** begin Information provided **

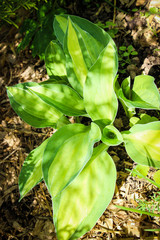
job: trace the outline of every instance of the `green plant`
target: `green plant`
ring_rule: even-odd
[[[135,51],[135,49],[132,45],[129,45],[128,47],[120,46],[118,55],[119,55],[118,60],[119,60],[119,64],[120,64],[119,72],[125,73],[126,65],[131,64],[131,61],[132,61],[131,57],[138,55],[138,52]]]
[[[105,23],[97,22],[97,25],[107,31],[107,33],[111,36],[111,38],[115,38],[118,33],[118,28],[116,24],[110,21],[106,21]]]
[[[160,121],[114,127],[118,99],[126,112],[158,109],[154,78],[117,81],[118,54],[112,38],[80,17],[54,19],[57,41],[46,49],[48,81],[7,88],[11,106],[34,127],[57,131],[27,157],[19,176],[21,199],[42,179],[52,198],[57,238],[77,239],[89,231],[112,200],[115,164],[110,146],[124,143],[129,156],[160,167]],[[75,122],[71,124],[70,116]],[[84,123],[82,124],[81,121]]]

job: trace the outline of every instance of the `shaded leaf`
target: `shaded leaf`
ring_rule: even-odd
[[[123,142],[121,133],[112,125],[103,129],[102,142],[109,146],[117,146]]]
[[[51,41],[45,51],[45,65],[49,76],[66,76],[66,59],[63,49],[56,41]]]
[[[129,92],[130,77],[124,81],[128,82],[127,92]],[[160,95],[152,76],[136,76],[133,88],[132,90],[130,89],[130,96],[126,94],[125,85],[122,83],[118,91],[118,97],[123,106],[126,106],[128,109],[160,109]]]
[[[42,100],[54,106],[68,116],[80,116],[86,114],[83,99],[67,85],[64,84],[41,84],[30,87]]]
[[[122,132],[128,155],[135,162],[160,167],[160,122],[136,124]]]
[[[114,90],[116,73],[117,54],[109,43],[89,70],[84,86],[86,111],[93,121],[110,124],[115,119],[118,109]]]
[[[82,44],[80,44],[80,35],[69,18],[66,37],[64,39],[67,76],[72,87],[83,95],[83,86],[88,69],[83,54],[83,52],[85,52],[83,51],[83,42],[81,41],[81,43]]]
[[[49,138],[31,151],[24,161],[18,181],[20,200],[43,178],[42,158],[48,140]]]
[[[14,111],[28,124],[34,127],[55,127],[63,115],[56,108],[42,101],[27,86],[36,83],[17,84],[7,87],[8,97]]]
[[[160,184],[160,170],[154,173],[153,179],[156,183]]]

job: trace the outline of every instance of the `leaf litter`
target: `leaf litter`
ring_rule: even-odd
[[[96,8],[91,6],[83,14],[76,4],[71,5],[72,14],[96,21],[103,22],[113,19],[112,6],[105,4]],[[135,6],[143,6],[146,1],[132,1]],[[119,8],[128,7],[131,2],[120,1]],[[132,5],[131,4],[131,5]],[[131,6],[130,5],[130,6]],[[130,7],[129,6],[129,7]],[[79,11],[79,12],[78,12]],[[107,14],[106,14],[107,13]],[[115,14],[115,13],[114,13]],[[109,19],[110,18],[110,19]],[[151,28],[157,30],[157,36],[148,28],[145,17],[140,12],[130,16],[116,9],[114,16],[119,31],[115,38],[117,46],[134,45],[139,53],[139,61],[134,69],[134,74],[151,72],[156,84],[160,87],[159,69],[160,53],[159,29],[160,23],[152,19]],[[11,109],[6,94],[6,86],[26,81],[40,82],[48,79],[43,61],[33,58],[31,51],[26,49],[19,55],[16,46],[21,35],[12,27],[12,31],[2,31],[0,42],[0,239],[18,240],[56,240],[54,225],[52,223],[51,198],[45,184],[42,182],[19,202],[18,176],[24,159],[29,152],[39,146],[42,141],[54,133],[52,128],[36,129],[24,123]],[[7,37],[6,36],[7,33]],[[130,65],[135,65],[134,61]],[[126,76],[132,74],[127,68]],[[151,70],[154,71],[151,71]],[[123,75],[124,76],[124,75]],[[120,78],[122,76],[120,75]],[[124,78],[124,77],[123,77]],[[148,114],[152,114],[149,112]],[[115,125],[119,129],[128,127],[123,111],[116,118]],[[74,122],[74,119],[72,119]],[[124,129],[125,130],[125,129]],[[138,201],[151,201],[151,196],[158,189],[144,179],[133,177],[126,168],[133,169],[135,164],[127,156],[124,148],[111,147],[109,153],[117,167],[117,185],[114,198],[95,227],[85,234],[82,239],[159,239],[159,232],[147,232],[145,229],[159,229],[160,219],[149,217],[135,212],[118,209],[115,205],[137,208]],[[150,169],[149,177],[153,177],[154,169]]]

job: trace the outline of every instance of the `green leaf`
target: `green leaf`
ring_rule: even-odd
[[[39,83],[39,85],[45,84],[65,84],[71,87],[66,76],[51,76],[48,80]]]
[[[127,49],[126,46],[120,46],[120,47],[119,47],[119,50],[121,50],[121,51],[126,51],[126,49]]]
[[[151,117],[150,115],[146,114],[146,113],[142,113],[140,114],[140,119],[137,117],[132,117],[130,119],[130,126],[133,126],[135,124],[145,124],[145,123],[149,123],[149,122],[155,122],[158,121],[158,118],[156,117]]]
[[[51,41],[45,52],[45,65],[49,76],[66,76],[66,59],[63,49],[56,41]]]
[[[132,175],[133,176],[136,176],[136,172],[139,172],[141,173],[143,176],[147,176],[148,174],[148,171],[149,171],[149,167],[148,166],[144,166],[144,165],[141,165],[141,164],[138,164],[132,171]],[[142,178],[141,176],[138,176],[139,178]]]
[[[160,167],[160,121],[136,124],[129,131],[122,132],[122,136],[133,161]]]
[[[55,39],[55,35],[53,32],[53,18],[54,13],[50,11],[44,18],[42,25],[39,26],[34,39],[31,44],[32,55],[33,57],[39,56],[40,59],[45,58],[45,50],[53,39]]]
[[[68,116],[80,116],[86,114],[83,99],[67,85],[64,84],[41,84],[30,87],[49,105],[57,108]]]
[[[69,18],[66,37],[64,39],[67,76],[72,87],[83,95],[83,86],[88,69],[83,56],[83,42],[81,41],[81,43],[80,36]]]
[[[117,53],[109,43],[88,72],[84,86],[86,111],[93,121],[110,124],[117,114],[118,101],[115,94]]]
[[[160,109],[160,95],[154,83],[154,77],[149,75],[135,77],[131,99],[137,103],[144,102],[146,108]]]
[[[116,168],[107,152],[97,148],[82,172],[53,200],[57,238],[79,239],[89,231],[112,200]]]
[[[53,28],[55,31],[55,35],[62,45],[63,45],[64,37],[66,34],[66,30],[67,30],[68,17],[70,17],[70,19],[72,20],[76,28],[79,27],[83,31],[87,32],[94,39],[96,39],[96,41],[101,43],[103,47],[105,47],[110,41],[112,41],[112,44],[116,49],[116,45],[114,41],[111,39],[109,34],[107,34],[107,32],[105,32],[102,28],[98,27],[97,25],[93,24],[87,19],[84,19],[78,16],[73,16],[73,15],[57,15],[54,18]]]
[[[138,55],[138,52],[133,51],[133,52],[131,52],[131,55],[136,56],[136,55]]]
[[[33,127],[55,127],[63,114],[27,88],[35,85],[36,83],[24,83],[7,87],[11,106],[25,122]]]
[[[129,92],[130,77],[124,81],[128,81],[127,92]],[[122,105],[128,109],[160,109],[160,95],[154,83],[154,78],[149,75],[135,77],[133,88],[130,90],[130,96],[126,94],[126,84],[123,83],[117,95]]]
[[[38,24],[33,19],[26,19],[23,22],[22,27],[20,28],[20,33],[25,32],[25,36],[17,47],[18,52],[25,49],[29,45],[32,37],[36,32],[37,27]]]
[[[20,200],[43,178],[42,158],[48,140],[49,138],[31,151],[24,161],[18,181]]]
[[[156,183],[160,184],[160,170],[154,173],[153,179]]]
[[[102,142],[109,146],[117,146],[123,142],[121,133],[112,125],[103,129]]]
[[[70,124],[50,138],[43,157],[43,175],[49,192],[55,197],[82,171],[101,138],[99,127]]]

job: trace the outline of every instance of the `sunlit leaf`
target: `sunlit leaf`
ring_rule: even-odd
[[[45,65],[49,76],[66,76],[66,59],[63,49],[51,41],[45,52]]]
[[[63,113],[42,101],[42,99],[27,88],[27,86],[32,87],[35,85],[36,83],[24,83],[7,87],[11,106],[31,126],[55,127],[56,122]]]
[[[160,170],[154,173],[153,179],[156,183],[160,184]]]
[[[148,166],[145,166],[145,165],[141,165],[141,164],[138,164],[132,171],[132,175],[133,176],[136,176],[136,172],[138,171],[138,173],[142,174],[143,176],[147,176],[148,174],[148,171],[149,171],[149,167]],[[142,178],[140,176],[138,176],[139,178]]]
[[[58,239],[79,239],[96,224],[113,197],[114,162],[107,152],[97,156],[96,151],[82,172],[52,200]]]
[[[80,40],[80,35],[76,31],[74,24],[69,19],[66,37],[64,39],[67,76],[73,88],[83,95],[83,86],[88,69],[83,54],[85,49],[83,42],[80,44]]]
[[[22,199],[43,178],[42,158],[48,140],[49,138],[39,147],[31,151],[24,161],[18,181],[20,199]]]
[[[70,19],[72,20],[72,22],[78,28],[79,31],[80,29],[82,29],[84,31],[83,32],[84,34],[85,32],[88,33],[90,36],[92,36],[96,41],[100,43],[99,53],[102,50],[101,44],[103,45],[103,48],[104,48],[110,41],[112,41],[112,44],[116,48],[114,41],[111,39],[109,34],[105,32],[102,28],[98,27],[97,25],[93,24],[87,19],[84,19],[78,16],[73,16],[73,15],[66,15],[66,14],[57,15],[54,18],[54,23],[53,23],[53,27],[54,27],[54,31],[57,36],[57,39],[62,45],[63,45],[66,30],[67,30],[68,17],[70,17]],[[95,51],[97,51],[97,49]]]
[[[80,173],[101,138],[99,127],[70,124],[50,138],[43,157],[43,175],[52,197],[56,196]]]
[[[136,124],[122,132],[128,155],[135,162],[160,167],[160,122]]]
[[[126,84],[127,92],[126,92]],[[160,95],[154,83],[154,78],[149,75],[139,75],[134,79],[133,88],[130,89],[130,78],[124,80],[118,91],[118,97],[128,109],[160,109]]]
[[[116,73],[117,54],[113,45],[109,43],[89,70],[85,82],[85,107],[93,121],[103,120],[110,124],[115,119],[118,109],[114,90]]]
[[[83,99],[67,85],[64,84],[41,84],[30,87],[42,100],[54,106],[68,116],[86,114]]]

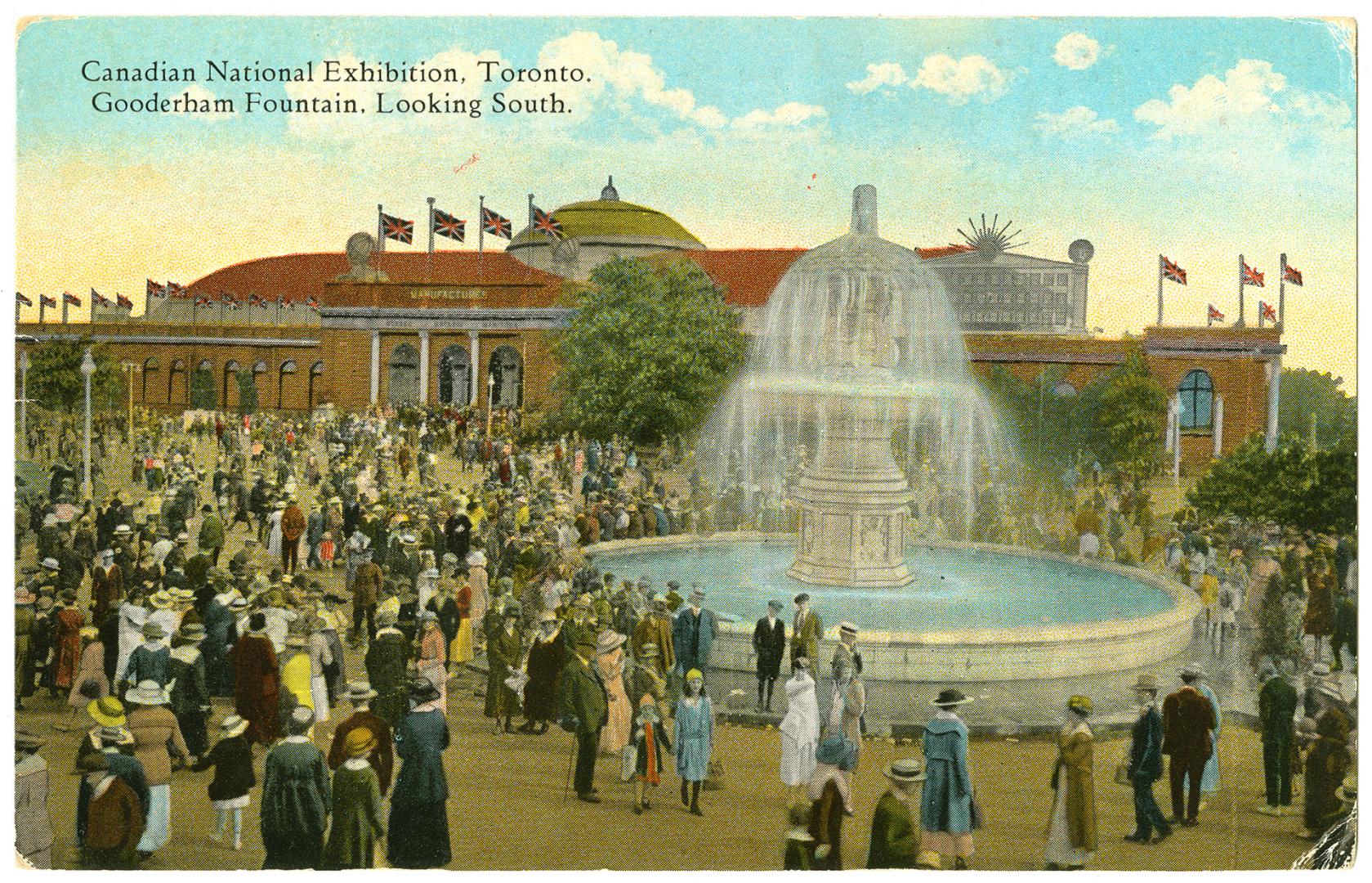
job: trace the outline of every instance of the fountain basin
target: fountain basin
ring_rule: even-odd
[[[617,540],[589,547],[602,571],[661,588],[700,582],[722,617],[711,666],[752,672],[753,625],[768,599],[808,592],[825,625],[827,676],[841,621],[858,625],[867,680],[1007,681],[1124,672],[1191,640],[1190,588],[1136,567],[1013,547],[941,542],[907,552],[901,588],[816,586],[786,575],[794,534]],[[788,656],[789,658],[789,656]]]

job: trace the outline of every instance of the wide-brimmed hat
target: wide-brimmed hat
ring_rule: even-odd
[[[892,762],[881,775],[897,785],[910,785],[925,780],[925,770],[915,758],[901,758]]]
[[[102,726],[123,726],[128,722],[123,715],[123,703],[114,696],[92,699],[86,703],[86,714]]]
[[[148,678],[123,693],[123,700],[140,706],[161,706],[166,704],[167,693],[162,689],[162,684]]]
[[[224,721],[220,722],[220,735],[224,739],[232,739],[248,728],[248,722],[239,717],[237,714],[230,714]]]
[[[365,726],[355,726],[343,737],[343,754],[347,757],[364,757],[376,748],[376,733]]]
[[[425,702],[434,702],[442,695],[438,692],[438,687],[434,685],[434,681],[428,680],[427,677],[417,677],[412,680],[409,683],[407,689],[410,693],[410,699],[414,700],[414,704],[424,704]]]
[[[343,698],[348,702],[368,702],[376,699],[376,691],[366,681],[348,681],[347,692]]]
[[[624,645],[624,636],[619,632],[601,632],[595,641],[597,654],[608,654]]]
[[[955,706],[960,706],[967,702],[973,702],[973,698],[963,693],[960,689],[955,687],[948,687],[945,689],[938,691],[938,698],[933,700],[933,704],[938,706],[940,709],[952,709]]]

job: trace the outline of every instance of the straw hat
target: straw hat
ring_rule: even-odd
[[[86,703],[86,714],[100,726],[123,726],[128,722],[123,715],[123,703],[114,696],[92,699]]]

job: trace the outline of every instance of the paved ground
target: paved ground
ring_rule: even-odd
[[[117,455],[115,463],[123,463]],[[126,472],[111,467],[117,475]],[[457,479],[451,463],[442,464],[443,481]],[[456,481],[454,481],[456,483]],[[141,494],[139,494],[141,496]],[[193,533],[193,531],[192,531]],[[236,551],[243,537],[233,531],[226,553]],[[32,545],[23,556],[32,562]],[[329,580],[342,581],[342,570]],[[1203,648],[1196,658],[1205,659]],[[1236,654],[1246,659],[1246,654]],[[1179,661],[1179,663],[1183,661]],[[1216,661],[1211,661],[1216,662]],[[362,674],[361,658],[347,654],[348,677]],[[1207,662],[1207,665],[1210,665]],[[1180,667],[1177,665],[1176,667]],[[1242,678],[1244,666],[1210,665],[1220,680],[1227,707],[1244,709],[1249,699]],[[1154,670],[1165,678],[1173,672],[1166,666]],[[985,724],[989,733],[1018,728],[1030,718],[1051,720],[1065,698],[1089,692],[1102,710],[1102,722],[1124,710],[1132,673],[1113,678],[1091,678],[1084,684],[1067,681],[1019,683],[995,688],[974,685],[980,702],[969,706],[969,720]],[[615,777],[616,762],[602,759],[597,781],[605,802],[597,806],[569,796],[565,783],[569,769],[572,737],[560,731],[545,736],[495,735],[490,721],[480,715],[475,688],[484,678],[468,673],[461,689],[454,688],[450,702],[453,746],[446,753],[451,796],[449,818],[453,829],[453,869],[777,869],[781,868],[785,831],[786,788],[777,777],[779,736],[766,726],[722,724],[718,729],[715,757],[723,764],[723,788],[702,795],[704,818],[687,814],[676,799],[676,780],[668,773],[654,798],[653,810],[634,816],[630,787]],[[1118,683],[1115,683],[1118,681]],[[1165,680],[1165,683],[1168,683]],[[712,693],[718,707],[730,704],[731,689],[745,691],[745,706],[752,700],[748,674],[712,676]],[[918,722],[927,717],[927,699],[934,685],[889,685],[870,688],[874,733],[889,733],[889,721]],[[1232,696],[1232,699],[1231,699]],[[778,706],[781,700],[778,699]],[[822,698],[822,703],[826,699]],[[211,725],[229,710],[221,702]],[[321,725],[321,746],[328,744],[333,724]],[[18,714],[21,725],[49,737],[43,754],[52,769],[52,812],[58,840],[54,860],[59,868],[75,862],[73,820],[75,777],[67,775],[74,761],[81,732],[58,732],[55,722],[64,720],[66,707],[47,698],[29,700]],[[884,722],[885,721],[885,722]],[[88,722],[82,717],[80,725]],[[213,732],[213,731],[211,731]],[[903,729],[896,728],[901,735]],[[1048,740],[986,735],[971,746],[973,781],[986,817],[986,829],[977,838],[974,865],[986,869],[1036,869],[1041,867],[1043,825],[1051,809],[1048,776],[1055,748]],[[1306,849],[1299,836],[1299,817],[1270,818],[1253,809],[1261,794],[1261,747],[1257,737],[1231,726],[1221,742],[1224,790],[1210,799],[1195,829],[1179,831],[1159,846],[1137,846],[1121,840],[1132,829],[1132,798],[1126,788],[1110,781],[1115,761],[1125,742],[1103,736],[1096,750],[1096,795],[1100,824],[1100,851],[1095,867],[1106,869],[1262,869],[1286,868]],[[918,748],[910,742],[889,737],[867,740],[860,769],[855,779],[856,814],[844,831],[844,856],[848,867],[860,867],[871,810],[885,787],[879,770],[893,757],[906,757]],[[261,759],[258,761],[261,773]],[[246,814],[244,849],[240,853],[207,840],[213,810],[204,788],[210,773],[178,772],[173,777],[173,839],[147,867],[158,869],[229,869],[259,868],[262,862],[258,834],[258,801]],[[1159,798],[1166,796],[1159,787]]]

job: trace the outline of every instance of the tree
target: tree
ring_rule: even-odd
[[[257,378],[247,368],[239,369],[239,413],[257,413]]]
[[[741,317],[690,261],[615,260],[578,293],[553,343],[557,423],[654,444],[694,431],[742,363]]]
[[[1336,448],[1345,441],[1357,444],[1358,400],[1345,393],[1342,386],[1343,378],[1328,371],[1284,368],[1277,438],[1309,438],[1313,422],[1317,448]]]
[[[91,375],[91,409],[113,411],[123,404],[123,376],[106,349],[91,338],[44,341],[29,347],[29,398],[44,408],[81,413],[85,409],[85,378],[81,361],[86,349],[95,358]]]
[[[214,389],[214,375],[209,368],[196,368],[191,372],[191,408],[196,411],[214,411],[218,408],[218,391]]]
[[[1233,515],[1301,531],[1350,533],[1357,526],[1357,450],[1350,442],[1312,452],[1299,435],[1268,453],[1250,435],[1210,467],[1187,501],[1207,518]]]
[[[1135,350],[1115,365],[1091,397],[1095,426],[1092,448],[1100,464],[1147,478],[1162,468],[1162,433],[1168,394]]]

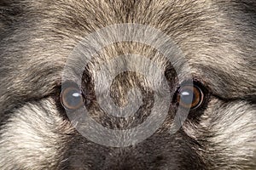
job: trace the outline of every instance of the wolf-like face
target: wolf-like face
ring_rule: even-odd
[[[0,37],[0,169],[256,168],[254,0],[1,0]]]

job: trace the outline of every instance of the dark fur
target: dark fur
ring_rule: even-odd
[[[206,87],[204,108],[175,134],[170,116],[143,142],[111,148],[65,117],[56,96],[67,57],[88,33],[117,23],[168,34]],[[256,168],[255,0],[0,0],[0,37],[1,169]],[[105,55],[150,51],[131,46]]]

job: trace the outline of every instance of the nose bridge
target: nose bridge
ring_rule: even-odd
[[[147,168],[144,159],[147,158],[140,156],[139,150],[137,150],[134,146],[116,148],[113,154],[106,158],[104,169],[143,170]]]

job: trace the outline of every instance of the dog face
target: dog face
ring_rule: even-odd
[[[254,169],[255,8],[253,0],[1,1],[1,169]],[[150,42],[99,34],[127,23],[117,39]],[[171,37],[169,55],[148,30]],[[96,42],[84,42],[94,32]],[[87,62],[84,47],[104,42]],[[119,117],[113,105],[137,109]],[[102,139],[95,124],[79,126],[81,108],[116,136],[149,121]],[[175,120],[182,126],[171,133]],[[159,127],[137,142],[151,122]],[[86,138],[87,128],[97,135]]]

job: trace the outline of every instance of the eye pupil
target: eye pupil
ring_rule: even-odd
[[[186,85],[180,88],[177,101],[184,108],[198,108],[203,100],[203,93],[197,86]]]
[[[76,88],[67,88],[61,92],[61,104],[66,109],[76,110],[84,104],[80,91]]]
[[[194,100],[193,92],[190,90],[183,91],[180,94],[180,99],[186,105],[190,105]]]

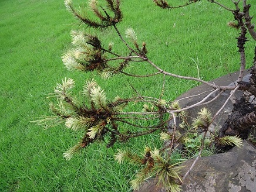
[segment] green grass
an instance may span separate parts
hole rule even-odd
[[[151,1],[123,0],[122,4],[120,32],[124,34],[125,29],[133,28],[140,43],[146,42],[149,57],[165,70],[197,77],[193,60],[197,62],[197,58],[200,76],[205,80],[238,70],[234,39],[238,32],[226,24],[233,20],[231,13],[207,2],[171,11],[161,10]],[[136,167],[119,166],[114,160],[120,145],[112,149],[104,143],[92,146],[66,161],[63,152],[80,136],[63,126],[45,131],[31,122],[49,115],[46,98],[61,79],[73,78],[78,90],[86,78],[94,77],[63,67],[60,57],[70,47],[70,31],[79,28],[73,25],[77,22],[65,10],[63,1],[2,0],[0,8],[0,191],[129,191],[128,181]],[[256,12],[254,9],[251,13]],[[127,53],[113,30],[103,35],[106,44],[113,40],[114,50]],[[253,43],[249,42],[247,47]],[[252,53],[248,49],[247,67]],[[141,64],[130,70],[152,71]],[[147,96],[158,95],[161,88],[160,77],[95,78],[109,98],[134,95],[129,84]],[[168,100],[197,85],[171,77],[166,81]],[[132,139],[125,146],[142,151],[142,146],[149,143],[160,146],[157,138]]]

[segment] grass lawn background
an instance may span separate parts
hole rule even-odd
[[[78,6],[85,2],[73,1]],[[252,2],[248,1],[255,16]],[[123,0],[121,8],[124,18],[117,26],[120,31],[123,35],[126,28],[133,28],[139,42],[146,42],[148,57],[166,70],[208,81],[239,69],[234,38],[238,32],[227,26],[233,15],[216,5],[203,1],[179,9],[161,10],[151,0]],[[85,28],[76,23],[62,0],[0,1],[0,191],[129,191],[136,167],[119,166],[113,159],[116,149],[140,152],[146,145],[161,145],[157,135],[110,149],[99,143],[66,161],[62,153],[79,140],[79,133],[61,125],[45,131],[31,122],[50,114],[46,97],[66,77],[76,81],[78,91],[86,79],[94,77],[110,99],[134,95],[130,84],[147,96],[157,97],[161,91],[161,77],[118,76],[105,81],[95,74],[67,71],[61,56],[70,47],[70,31]],[[86,29],[103,36],[106,44],[113,40],[113,50],[127,53],[113,30]],[[254,44],[250,40],[246,47]],[[247,68],[253,51],[248,49]],[[154,71],[142,64],[127,70]],[[164,98],[168,101],[197,85],[171,77],[166,78],[166,83]]]

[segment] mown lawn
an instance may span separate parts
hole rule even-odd
[[[73,1],[78,6],[85,2]],[[238,32],[227,27],[233,19],[231,13],[204,1],[161,10],[151,1],[123,0],[123,22],[117,26],[123,35],[126,28],[133,28],[139,42],[146,42],[148,57],[167,71],[210,80],[239,69]],[[252,8],[252,15],[255,10]],[[61,56],[70,47],[72,29],[97,33],[105,43],[114,42],[114,50],[128,53],[113,30],[96,32],[77,23],[62,0],[0,1],[0,191],[129,191],[136,167],[117,164],[113,159],[116,149],[140,152],[146,145],[161,145],[157,135],[110,149],[99,143],[67,161],[62,153],[80,135],[63,125],[43,130],[31,122],[50,114],[46,97],[66,77],[76,81],[78,90],[94,77],[110,99],[134,95],[131,84],[147,96],[161,92],[161,77],[117,76],[106,81],[95,73],[67,71]],[[250,41],[247,47],[253,43]],[[253,49],[248,50],[247,68],[253,58]],[[142,65],[129,70],[153,71]],[[168,101],[197,84],[170,77],[166,83]]]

** end Information provided **

▶ **Aim**: Find the line that contains "[segment] mown lawn". Repeat it and every line after it, exactly as written, up to and including the last line of the records above.

▶ **Answer to this exercise**:
[segment] mown lawn
an instance may span separate parts
hole rule even-odd
[[[73,1],[78,6],[85,2]],[[238,32],[227,27],[233,19],[231,13],[204,1],[161,10],[151,1],[123,0],[123,22],[117,26],[123,35],[126,28],[133,28],[139,42],[146,42],[148,57],[167,71],[210,80],[239,69]],[[252,8],[252,15],[255,10]],[[61,56],[70,47],[72,29],[97,33],[105,43],[114,42],[114,50],[128,53],[113,30],[96,32],[77,23],[62,0],[0,1],[0,191],[129,191],[136,167],[117,164],[113,159],[116,149],[140,152],[146,145],[161,145],[157,135],[110,149],[99,143],[67,161],[62,153],[80,135],[63,125],[43,130],[31,122],[50,114],[46,97],[66,77],[76,81],[78,90],[94,77],[110,99],[134,95],[131,84],[147,96],[161,92],[161,77],[117,76],[106,81],[95,73],[67,71]],[[250,41],[247,47],[253,43]],[[253,49],[248,50],[247,68],[253,58]],[[142,65],[129,70],[153,71]],[[168,101],[197,84],[170,77],[166,83]]]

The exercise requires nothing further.